**Your assignment**
Restate each record word for word, omitting whatever pictures it holds.

**Given records**
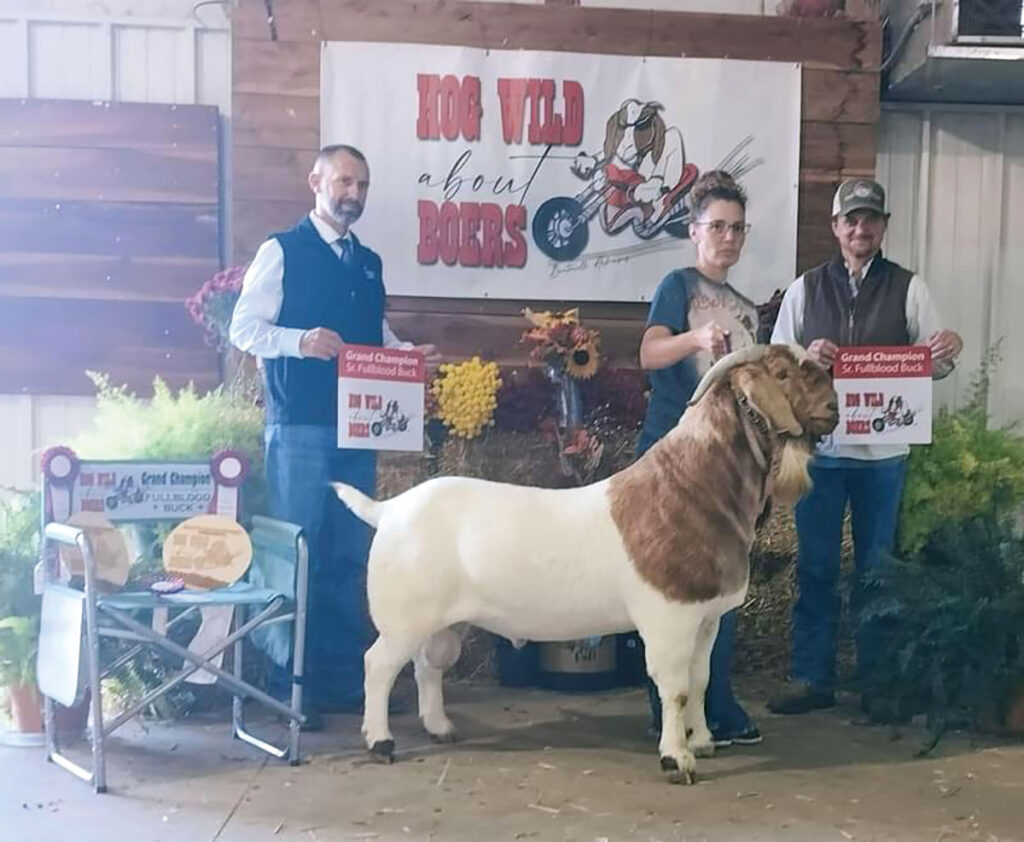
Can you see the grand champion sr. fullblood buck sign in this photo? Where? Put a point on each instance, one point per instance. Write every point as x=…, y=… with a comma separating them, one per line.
x=559, y=175
x=380, y=398
x=885, y=395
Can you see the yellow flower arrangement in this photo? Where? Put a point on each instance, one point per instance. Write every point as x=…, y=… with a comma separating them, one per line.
x=465, y=395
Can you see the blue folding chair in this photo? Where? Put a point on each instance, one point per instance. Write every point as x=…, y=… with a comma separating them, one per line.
x=269, y=604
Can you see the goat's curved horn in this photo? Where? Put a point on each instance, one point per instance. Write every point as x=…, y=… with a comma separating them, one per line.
x=724, y=366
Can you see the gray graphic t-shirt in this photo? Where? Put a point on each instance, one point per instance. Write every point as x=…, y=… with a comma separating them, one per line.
x=686, y=300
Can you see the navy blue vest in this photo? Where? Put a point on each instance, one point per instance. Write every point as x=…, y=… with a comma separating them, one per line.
x=877, y=317
x=321, y=291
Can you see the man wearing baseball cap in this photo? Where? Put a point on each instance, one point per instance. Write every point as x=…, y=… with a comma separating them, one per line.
x=857, y=298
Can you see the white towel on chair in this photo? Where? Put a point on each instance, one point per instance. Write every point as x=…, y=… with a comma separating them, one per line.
x=215, y=627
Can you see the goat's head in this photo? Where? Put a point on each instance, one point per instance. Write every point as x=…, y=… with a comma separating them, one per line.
x=792, y=393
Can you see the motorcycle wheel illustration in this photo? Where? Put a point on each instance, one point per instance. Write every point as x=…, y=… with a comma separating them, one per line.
x=560, y=228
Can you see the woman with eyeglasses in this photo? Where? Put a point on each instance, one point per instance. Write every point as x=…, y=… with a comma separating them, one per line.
x=695, y=318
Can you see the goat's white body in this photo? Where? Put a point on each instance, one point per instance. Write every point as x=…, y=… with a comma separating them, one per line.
x=546, y=564
x=526, y=563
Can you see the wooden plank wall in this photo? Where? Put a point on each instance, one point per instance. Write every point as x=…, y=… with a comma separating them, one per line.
x=275, y=102
x=109, y=219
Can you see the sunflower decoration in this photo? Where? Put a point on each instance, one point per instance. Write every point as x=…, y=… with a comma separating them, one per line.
x=464, y=395
x=562, y=342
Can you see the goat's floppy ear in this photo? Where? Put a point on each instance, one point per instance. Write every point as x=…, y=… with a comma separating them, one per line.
x=767, y=398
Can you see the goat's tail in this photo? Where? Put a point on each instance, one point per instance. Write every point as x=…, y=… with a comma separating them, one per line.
x=363, y=507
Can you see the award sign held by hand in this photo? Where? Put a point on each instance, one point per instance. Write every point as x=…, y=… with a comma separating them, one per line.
x=885, y=395
x=380, y=398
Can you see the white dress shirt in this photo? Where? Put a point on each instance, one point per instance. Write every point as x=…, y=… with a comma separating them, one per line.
x=922, y=322
x=254, y=328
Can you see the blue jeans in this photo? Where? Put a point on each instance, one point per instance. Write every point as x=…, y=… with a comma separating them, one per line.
x=873, y=491
x=725, y=715
x=300, y=462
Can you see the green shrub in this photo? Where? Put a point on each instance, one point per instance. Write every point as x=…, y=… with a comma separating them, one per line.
x=969, y=471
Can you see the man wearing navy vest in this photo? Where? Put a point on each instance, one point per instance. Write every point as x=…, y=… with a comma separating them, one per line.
x=308, y=291
x=857, y=298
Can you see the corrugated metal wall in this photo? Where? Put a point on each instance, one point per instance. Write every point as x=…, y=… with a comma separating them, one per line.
x=955, y=180
x=61, y=55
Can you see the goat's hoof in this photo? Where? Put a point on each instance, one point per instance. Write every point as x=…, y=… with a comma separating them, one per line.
x=675, y=774
x=705, y=750
x=382, y=751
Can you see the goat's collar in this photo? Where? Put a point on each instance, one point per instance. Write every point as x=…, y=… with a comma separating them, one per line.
x=755, y=421
x=756, y=418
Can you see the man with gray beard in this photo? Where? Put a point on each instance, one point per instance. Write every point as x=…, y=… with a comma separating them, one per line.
x=308, y=292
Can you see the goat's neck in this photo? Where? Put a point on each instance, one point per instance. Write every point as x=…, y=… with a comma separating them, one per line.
x=712, y=444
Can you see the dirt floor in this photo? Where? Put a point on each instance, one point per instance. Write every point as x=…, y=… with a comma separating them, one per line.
x=530, y=765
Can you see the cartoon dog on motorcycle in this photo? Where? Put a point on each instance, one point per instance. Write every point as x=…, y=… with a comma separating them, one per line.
x=639, y=180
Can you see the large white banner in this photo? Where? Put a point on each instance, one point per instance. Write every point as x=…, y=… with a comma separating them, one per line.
x=556, y=175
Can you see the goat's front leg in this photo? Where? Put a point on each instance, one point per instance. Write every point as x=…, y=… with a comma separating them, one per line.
x=670, y=651
x=700, y=741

**Response for this exercise**
Can you see the grand champion sr. fullblood buck sign in this photo? Where? Put a point on each instance, one point per instance. Write every point as x=…, y=… with a comma separating them, one per line.
x=559, y=175
x=380, y=398
x=885, y=395
Can you see the yellow flower arrangement in this photo? Where? Put a point on each instance, one point per instance. Write every point as x=…, y=… with a comma separating them, one per line.
x=465, y=395
Can you see the blue folding chair in this photo? Where? Put a point on each instance, one point per instance. Write every point as x=…, y=… with a comma separating them, one per line.
x=269, y=604
Can you see the goat's curved horn in this photo? Where? Put a point on each instance, one point per instance. Write every point as x=…, y=… with a comma separating them, one per line.
x=724, y=366
Can you see the gray graphic t-shirt in this photo? Where? Put a point on each instance, one point per instance. Write every point as x=…, y=… with a comma separating them, one per line.
x=686, y=300
Can you see the navy blue vest in this photo? Where? Put a point on each instance, one point per instance. Write every point as x=…, y=… with a comma separating them, one per line.
x=877, y=317
x=321, y=291
Can you see the man wearing baseball cap in this photo? Where? Put a point on each instance, one point per instance. Write every point as x=…, y=… with a comma separating them, one per line.
x=857, y=298
Can you see the white towel on chair in this photo? Where? Put a point on each instance, one point per instance. Write every point as x=…, y=… with a comma separating them, one per line.
x=215, y=627
Can you see the goat's head in this photo? Where? Put a point on each instance, one point per instance. Write every point as x=…, y=… with a comma separating them, one per line.
x=792, y=393
Can you see the motorcycle wheel illustration in this photo? Where? Put a point on each instance, one point per instance. Write every point as x=…, y=… with a comma separating them, one per line.
x=560, y=228
Can you see the woman with eyeglasses in this photo? Where? Put a point on each instance, one point per instance. Write every point as x=…, y=… with a comma separating them, one per line.
x=695, y=318
Can you see the goat's white body in this photo? Where? Put a point on each instance, one point per instance. Write every point as x=…, y=… with a comma separating them, one per line.
x=546, y=564
x=526, y=563
Can you see the wooden plank wall in this photo? Where? Put a point on each instance, one point per instance. Write every point as x=…, y=… with a comma separating them, one per line.
x=275, y=102
x=109, y=219
Can you see the sunflower decoration in this photo? Where? Put a point on each instance, one point per instance. Write every point as x=…, y=… with a comma separating them, one per line.
x=464, y=395
x=562, y=342
Can you see the goat's floppy ear in this photo? Where? Put a point on each instance, one point per instance. Write every point as x=…, y=… with a comma separating them, one per line.
x=767, y=398
Can you see the goat's tail in this photo? Where? Put a point on each instance, one point per instance. Write every point as x=…, y=… with a comma separating them, one per line.
x=363, y=507
Can you see the award sign held by hand in this photo? Where? Put a point on each instance, one point per instance. Write every point as x=…, y=… with a comma separating them, one per line.
x=885, y=395
x=380, y=398
Can you see the white dress shirt in this photo? Where? Put a point on each instance, one point per instance. Write every point as x=…, y=… with a comma separating them, one per line.
x=922, y=322
x=254, y=328
Can you see the blue jeans in this photo? Where? Put a point on each instance, one point per instance. Write every point as x=…, y=… with a comma separating them, one per line.
x=873, y=491
x=725, y=715
x=300, y=462
Can you see the green shrub in this photo? Where? Put a point on each instance, one point per instance. Write every point as x=…, y=… with a comma separating them, one per line.
x=969, y=471
Can you see the man wearing navy vest in this photo? Where? Put a point on each instance, one point per instance. Write every point as x=…, y=… with a comma separating them, one per line.
x=308, y=291
x=857, y=298
Can you see the corrugated metal wall in this photo? Where? Put a point on each instance, one point per instance. Write every point as x=…, y=… with a comma separating them, one per line.
x=955, y=180
x=61, y=55
Can you see the goat's hoof in this photo? Where? Put a point on each instance, one point per instance. Write every point as x=…, y=… with a comma separating them, one per line.
x=675, y=774
x=705, y=750
x=382, y=751
Can you see the goat's collar in this photo? Where? Put a point on each instance, one point per instance. Write every point as x=…, y=… with a comma separating them, one per line.
x=755, y=421
x=756, y=418
Can you see the man with gray beard in this photo? Where? Put a point on each instance, one point per instance. Write every point as x=…, y=… with a comma separating them, one per line.
x=308, y=292
Can you see the goat's neck in this photo? Where? Put a point on each instance, one point per instance. Write every point as x=…, y=… with a comma separating them, one per line.
x=712, y=444
Can you see the dirt floor in this photo? Where? Put a point on each instance, one point per instance. Write every point as x=…, y=… with a comma separating them, one per line.
x=530, y=765
Can you see the cartoon dog on motorcycle in this photo? Where? Put a point on each instance, one point per instance. Write every point as x=…, y=… with a comma separating them, one per line.
x=639, y=180
Can you see the large white banner in this photo? Where? Put a point on each instance, one point per instance. Write every point as x=…, y=… with a comma separating them, one per line.
x=556, y=175
Can you see the goat's front leg in this photo? Where? Put a point on each instance, one point per instance. Write every point as x=…, y=… with a comma separating them, one per line.
x=670, y=651
x=700, y=741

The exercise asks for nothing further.